▶ [Entries shown]:
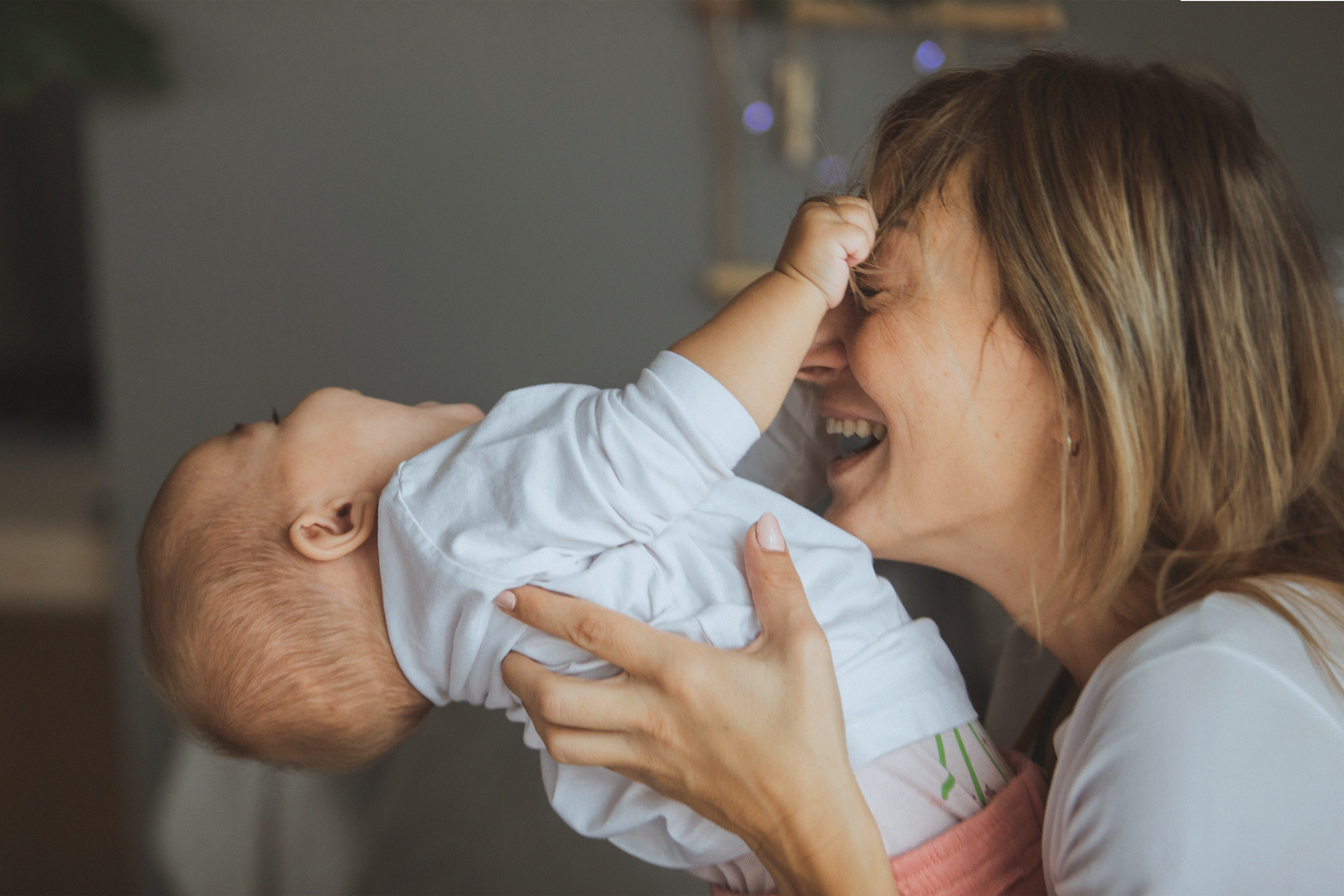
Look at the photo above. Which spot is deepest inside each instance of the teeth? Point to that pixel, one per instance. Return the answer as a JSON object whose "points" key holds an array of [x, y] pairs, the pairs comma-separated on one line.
{"points": [[863, 429]]}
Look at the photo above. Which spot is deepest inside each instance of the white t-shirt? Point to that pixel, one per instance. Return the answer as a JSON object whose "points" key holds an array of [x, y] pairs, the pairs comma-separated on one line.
{"points": [[626, 498], [1206, 755]]}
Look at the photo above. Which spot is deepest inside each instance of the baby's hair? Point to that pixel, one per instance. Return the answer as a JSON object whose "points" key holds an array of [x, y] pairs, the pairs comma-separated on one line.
{"points": [[246, 645]]}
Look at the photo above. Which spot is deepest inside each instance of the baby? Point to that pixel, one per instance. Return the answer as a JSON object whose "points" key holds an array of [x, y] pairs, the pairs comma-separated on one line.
{"points": [[309, 591]]}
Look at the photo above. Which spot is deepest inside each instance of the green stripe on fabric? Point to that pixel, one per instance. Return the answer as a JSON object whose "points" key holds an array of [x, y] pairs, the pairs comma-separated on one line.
{"points": [[980, 794], [943, 759], [988, 751]]}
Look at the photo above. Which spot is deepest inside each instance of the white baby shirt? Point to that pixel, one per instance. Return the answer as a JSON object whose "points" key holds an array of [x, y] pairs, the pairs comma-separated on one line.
{"points": [[626, 497]]}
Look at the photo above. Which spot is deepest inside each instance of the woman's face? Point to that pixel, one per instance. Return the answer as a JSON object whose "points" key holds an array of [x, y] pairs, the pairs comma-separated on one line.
{"points": [[967, 476]]}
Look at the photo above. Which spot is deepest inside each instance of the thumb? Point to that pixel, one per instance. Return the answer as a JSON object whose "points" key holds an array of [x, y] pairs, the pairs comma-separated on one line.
{"points": [[776, 587]]}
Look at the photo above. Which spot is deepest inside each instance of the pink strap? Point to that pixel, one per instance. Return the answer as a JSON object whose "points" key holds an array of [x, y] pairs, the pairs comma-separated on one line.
{"points": [[992, 853]]}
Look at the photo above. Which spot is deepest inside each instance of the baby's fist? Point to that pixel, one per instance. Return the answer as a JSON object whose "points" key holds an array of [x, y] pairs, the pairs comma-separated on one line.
{"points": [[825, 239]]}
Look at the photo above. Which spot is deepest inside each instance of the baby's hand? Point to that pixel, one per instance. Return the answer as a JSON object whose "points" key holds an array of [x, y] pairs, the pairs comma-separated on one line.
{"points": [[825, 241]]}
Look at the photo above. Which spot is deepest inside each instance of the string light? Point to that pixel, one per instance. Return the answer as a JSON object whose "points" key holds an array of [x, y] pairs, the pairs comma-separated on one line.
{"points": [[758, 117], [929, 56]]}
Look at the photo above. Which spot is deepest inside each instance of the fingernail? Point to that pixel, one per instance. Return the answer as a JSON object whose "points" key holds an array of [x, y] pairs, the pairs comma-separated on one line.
{"points": [[769, 533]]}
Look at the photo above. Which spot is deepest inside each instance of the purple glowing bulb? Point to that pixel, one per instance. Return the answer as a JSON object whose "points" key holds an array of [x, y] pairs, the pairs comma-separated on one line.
{"points": [[929, 56], [758, 117]]}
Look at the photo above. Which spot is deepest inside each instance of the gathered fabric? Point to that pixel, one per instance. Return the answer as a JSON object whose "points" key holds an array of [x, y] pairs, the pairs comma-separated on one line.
{"points": [[995, 852]]}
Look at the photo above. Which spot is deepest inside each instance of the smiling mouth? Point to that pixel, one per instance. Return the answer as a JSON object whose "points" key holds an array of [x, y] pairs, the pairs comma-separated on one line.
{"points": [[857, 435]]}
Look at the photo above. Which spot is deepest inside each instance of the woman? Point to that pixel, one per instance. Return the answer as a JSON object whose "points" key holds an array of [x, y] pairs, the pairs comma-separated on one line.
{"points": [[1098, 330]]}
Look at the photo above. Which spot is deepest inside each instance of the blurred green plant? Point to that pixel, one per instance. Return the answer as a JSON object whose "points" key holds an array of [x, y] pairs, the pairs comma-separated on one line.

▶ [Task description]: Give the material again exactly as it is, but keep the pictures out.

▶ [Reply to the task]:
Look at the photo above. Which spot is deepest inside each instance of the teeth? Point to that pixel, one per instance. Return the answer as a JSON object whose "points" key holds an array of [x, y] pairs, the pairs comma-separated on one line.
{"points": [[863, 429]]}
Look at the photo above. Which spot is deepest inside each instance of the white t-shirt? Point to that pixel, one per instance. Return the answer as a JSON object whose "points" key holds an array of [x, y] pairs, the pairs comma-separated on one line.
{"points": [[626, 498], [1206, 755]]}
Look at the photo above. Which spot is deepest inside each instance of the baby's hair? Point to that pixel, one per instance. Return the answer as a JSON object whose "points" key holds an array of [x, y] pairs, the pairs comma-separated on one line.
{"points": [[246, 645]]}
Look at the photo above. Which spot is deepest inside each instance of the baby? Point to that pixel, one per instance. Return the answer as a JSON object whose "points" key holds an array of [x, y] pairs, the pairs comma-separated on one line.
{"points": [[309, 591]]}
Look at the photo above. Which spot is deepest inside each instance of the green stripe on fabric? Point to that pixel, one per instance. Return the answer as a JSON object whose "points" key holds an array of [x, y] pairs, the pairs comma-separated on one line.
{"points": [[980, 794], [943, 759], [988, 751]]}
Look at the photo above. Which spot is deepest inside each instance of the white baby shirt? Point to that pixel, one per instance. Return the answer as a JSON object whose "points" key holds an array of [x, y] pairs, the pairs comma-separated on one line.
{"points": [[626, 497]]}
Look at the photo above. Which spot is deepest inside each instance of the woman's face? Point to that pixel, one per instance. Return the answer as a JSON object whose "points" key holds an array of [x, y] pairs, the pairs comma-separated on one line.
{"points": [[967, 476]]}
Look at the photo above. Which spot is deepest inside each instance of the thumb? Point to that pixel, one per instance. Return the answer as a JSON object whose "points" key holds an array of [x, y] pairs, the pairs comma-separated on one line.
{"points": [[776, 587]]}
Look at the photo above. Which spot is deepest inside each instance of the pink strap? Point to that pixel, one per instance. Return the answer as a JSON object whose "points" key holds an array of [x, y] pairs, the pairs comma-separated on one line.
{"points": [[992, 853]]}
Look at the photo above. Which spot is deepest inside each instance of the baby's fist? Point to that pixel, one per instance. Return the answer as a JSON object whose "points" key holds an array of [x, y] pairs, the pairs comma-separated on one line.
{"points": [[825, 239]]}
Look at the photo above. Which spot is deepest inside each instance of the baby's hand? Point to that pixel, one per instance. Return the answer as a JSON object whose "points" key holds an array of [x, y] pairs, the pairs comma-separated on one line.
{"points": [[825, 241]]}
Look at the photo above. Which spot is deepest inside each instance of the string light? Point to that pixel, one per instance. Return the answer as a JSON object whose "points" key holds an array of [x, y] pairs, the pairs comma-separated on one line.
{"points": [[758, 117], [929, 56]]}
Look at the photo above. Which spot is deepest inside each instance of the fingernail? Point to that pixel, one per instance. Return the answer as a JSON object whose "points" key holds an array of [x, y] pairs, the pairs comma-separated on one line.
{"points": [[769, 533]]}
Look at the photo above. Which spot is deepest inside each instance of the purple glowing bulb? Point to that pixel, one per instance. Return the answer as a JSON object whose "points" key holds an array of [x, y] pairs, the pairs comma-separated on one line.
{"points": [[929, 56], [758, 117]]}
Look at the photo above. Which spot is deepest inside each instance of the gathered fabric? Point to that pixel, one per instance. Return the answer as a JSON object whose "points" key holds an array of [x, y] pairs, the pairs comma-separated on one line.
{"points": [[995, 852]]}
Look at the photo above. Which spot is deepest inside each instance of the smiling mouth? Point to that pixel, one per instance. Return the answer as a JSON object whose "points" key holds an array of [x, y] pairs, the pairs comma-separated on one line.
{"points": [[857, 435]]}
Look at the photo above. Which spot is deepest inside each instance of the woman? Point to that pixel, one per instance. Return the answer as a JSON object whose "points" key holds an array of [x, y] pairs, the pairs comma-separated on one line.
{"points": [[1098, 330]]}
Look at the photo above. Which spot is deepest inside each instance of the blurred green plant? Point to that pixel, one per instance. Return the answer as a JSON object whose "points" key holds an array of [x, y] pairs, the pairs comma-separated on one line.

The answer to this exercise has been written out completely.